### Records for the task
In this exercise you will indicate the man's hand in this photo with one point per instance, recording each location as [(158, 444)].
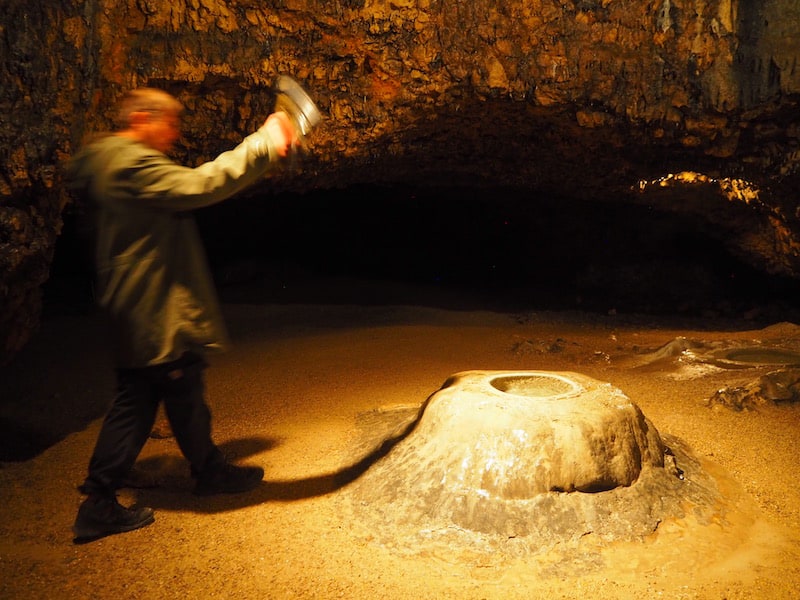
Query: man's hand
[(282, 131)]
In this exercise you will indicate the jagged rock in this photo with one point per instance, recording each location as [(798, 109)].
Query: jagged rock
[(776, 387), (579, 99)]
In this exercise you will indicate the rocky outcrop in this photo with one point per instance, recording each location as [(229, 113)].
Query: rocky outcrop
[(599, 100)]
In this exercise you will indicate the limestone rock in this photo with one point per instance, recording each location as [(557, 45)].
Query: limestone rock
[(575, 99)]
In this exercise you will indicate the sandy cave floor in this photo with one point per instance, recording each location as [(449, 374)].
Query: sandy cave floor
[(310, 390)]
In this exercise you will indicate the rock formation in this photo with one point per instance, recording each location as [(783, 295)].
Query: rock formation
[(681, 105)]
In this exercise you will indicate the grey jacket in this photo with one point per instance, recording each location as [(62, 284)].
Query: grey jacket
[(152, 275)]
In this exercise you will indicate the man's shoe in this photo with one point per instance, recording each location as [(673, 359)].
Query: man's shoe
[(99, 516), (228, 479)]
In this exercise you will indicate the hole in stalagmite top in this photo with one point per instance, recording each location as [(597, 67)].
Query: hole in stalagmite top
[(758, 355), (535, 386)]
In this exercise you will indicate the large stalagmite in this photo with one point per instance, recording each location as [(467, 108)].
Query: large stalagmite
[(541, 457)]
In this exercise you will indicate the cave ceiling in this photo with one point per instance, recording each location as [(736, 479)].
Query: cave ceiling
[(683, 106)]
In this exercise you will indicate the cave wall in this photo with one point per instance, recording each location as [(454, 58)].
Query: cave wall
[(586, 99)]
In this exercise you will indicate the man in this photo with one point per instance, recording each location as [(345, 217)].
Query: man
[(154, 283)]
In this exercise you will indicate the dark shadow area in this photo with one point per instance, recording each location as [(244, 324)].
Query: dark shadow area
[(457, 248), (268, 491), (466, 248)]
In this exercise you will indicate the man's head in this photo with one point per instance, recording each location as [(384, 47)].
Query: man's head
[(150, 116)]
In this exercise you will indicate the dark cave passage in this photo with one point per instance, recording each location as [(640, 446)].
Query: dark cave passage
[(492, 248)]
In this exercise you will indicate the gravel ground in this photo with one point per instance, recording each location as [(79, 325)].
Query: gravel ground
[(308, 391)]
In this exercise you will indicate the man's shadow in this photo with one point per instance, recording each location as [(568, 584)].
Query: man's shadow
[(162, 494)]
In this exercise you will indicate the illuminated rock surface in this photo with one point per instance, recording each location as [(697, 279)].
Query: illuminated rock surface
[(544, 458)]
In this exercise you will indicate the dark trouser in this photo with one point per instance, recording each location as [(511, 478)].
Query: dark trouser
[(129, 421)]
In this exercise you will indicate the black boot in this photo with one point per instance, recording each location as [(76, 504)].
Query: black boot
[(99, 516)]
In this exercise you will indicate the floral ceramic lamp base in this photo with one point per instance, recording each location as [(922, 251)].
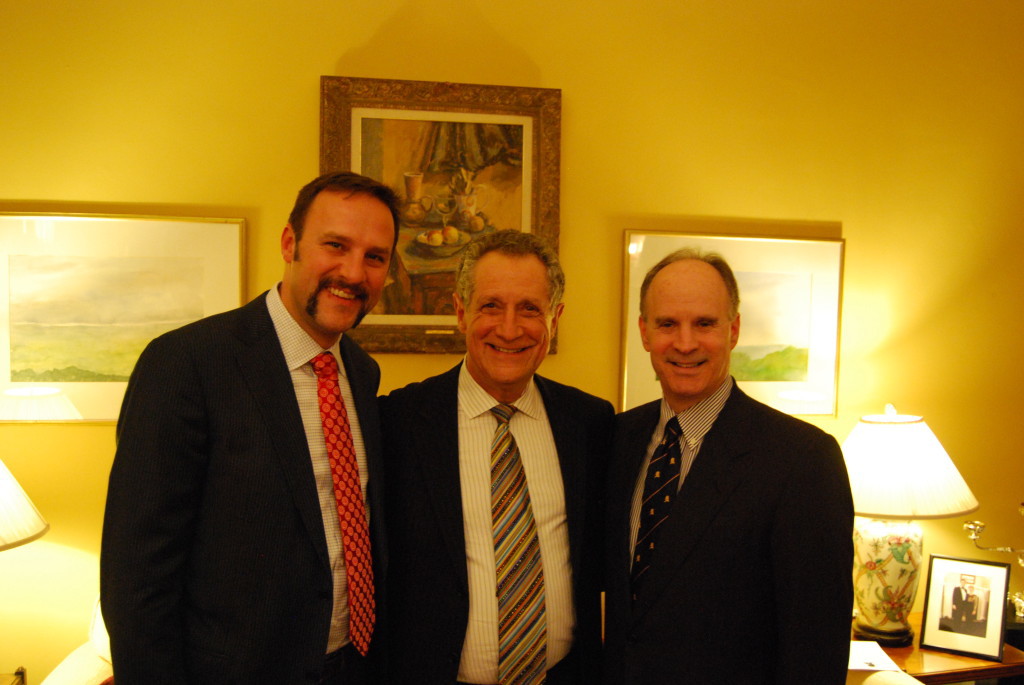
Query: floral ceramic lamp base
[(886, 569)]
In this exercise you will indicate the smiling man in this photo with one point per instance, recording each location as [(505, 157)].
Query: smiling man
[(730, 523), (495, 486), (228, 554)]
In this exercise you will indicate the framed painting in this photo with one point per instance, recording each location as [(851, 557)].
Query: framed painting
[(966, 607), (790, 289), (466, 160), (82, 294)]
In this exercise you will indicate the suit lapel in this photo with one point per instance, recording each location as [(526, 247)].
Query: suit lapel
[(262, 364), (436, 430)]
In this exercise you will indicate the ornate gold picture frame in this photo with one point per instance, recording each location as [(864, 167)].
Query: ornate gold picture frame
[(466, 160)]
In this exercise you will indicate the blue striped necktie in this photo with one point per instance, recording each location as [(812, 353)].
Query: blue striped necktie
[(659, 490), (521, 623)]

### Written problem
Write out the listing word for word, from its first line through the line containing "[(599, 100)]", inclusive, and omit the pictures from your answer.

### Written solution
In this exercise you will indicate the man's hand in this photo with one point per instance, recording each location as [(158, 444)].
Query: man's hand
[(282, 131)]
In this exercise you will indicate the jagged rock in this photo with one point per instance, recording each location as [(798, 109)].
Query: jagged rock
[(776, 387), (579, 99)]
In this exercise you will indicate the rocky outcrop in this photo with one point per instance, recording each location as [(229, 113)].
Query: rocky outcrop
[(599, 100)]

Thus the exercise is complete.